**** Dataset excerpts ****

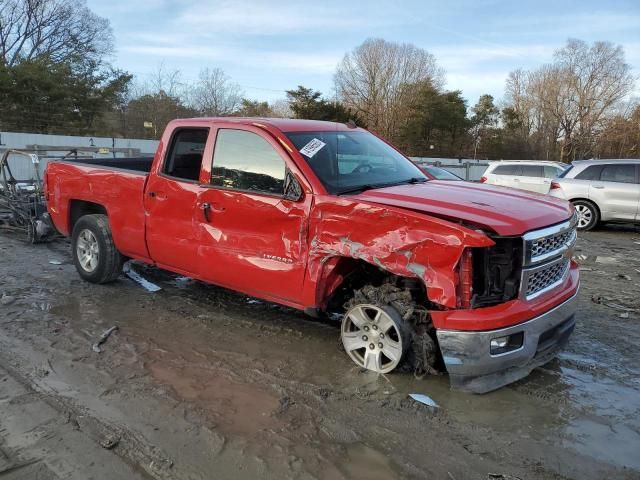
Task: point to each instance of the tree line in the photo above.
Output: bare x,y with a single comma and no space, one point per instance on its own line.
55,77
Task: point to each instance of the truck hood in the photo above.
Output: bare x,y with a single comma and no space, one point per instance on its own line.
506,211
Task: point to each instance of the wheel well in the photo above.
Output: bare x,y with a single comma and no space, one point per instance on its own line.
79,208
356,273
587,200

****
**** Dataset excerpts ****

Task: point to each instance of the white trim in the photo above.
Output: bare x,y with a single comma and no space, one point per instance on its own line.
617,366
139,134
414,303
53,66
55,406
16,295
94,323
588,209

****
**** Dataset excerpts ****

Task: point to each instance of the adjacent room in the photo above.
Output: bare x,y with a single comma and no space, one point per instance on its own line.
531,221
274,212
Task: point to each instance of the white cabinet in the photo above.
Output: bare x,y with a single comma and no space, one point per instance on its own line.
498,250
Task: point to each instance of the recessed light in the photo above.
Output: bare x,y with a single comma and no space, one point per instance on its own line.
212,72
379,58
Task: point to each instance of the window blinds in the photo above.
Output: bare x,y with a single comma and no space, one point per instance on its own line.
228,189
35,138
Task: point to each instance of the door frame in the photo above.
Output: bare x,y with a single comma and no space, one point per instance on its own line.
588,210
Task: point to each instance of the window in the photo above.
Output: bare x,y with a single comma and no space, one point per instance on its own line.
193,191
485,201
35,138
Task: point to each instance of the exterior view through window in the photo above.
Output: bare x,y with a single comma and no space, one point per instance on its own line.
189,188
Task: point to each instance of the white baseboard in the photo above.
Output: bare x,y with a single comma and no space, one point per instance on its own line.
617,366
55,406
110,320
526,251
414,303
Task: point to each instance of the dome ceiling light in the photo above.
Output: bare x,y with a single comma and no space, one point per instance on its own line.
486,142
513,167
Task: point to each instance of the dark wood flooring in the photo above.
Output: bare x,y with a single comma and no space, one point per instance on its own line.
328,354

****

Short problem:
Find every line in the records that contains the word "white" and copy each of those lines.

Worked solution:
Task: point to each instance of the white trim in the photo above.
Task: point to each instance of the white cabinet in the photo above.
Task: point to each instance of the white baseboard in the photo above.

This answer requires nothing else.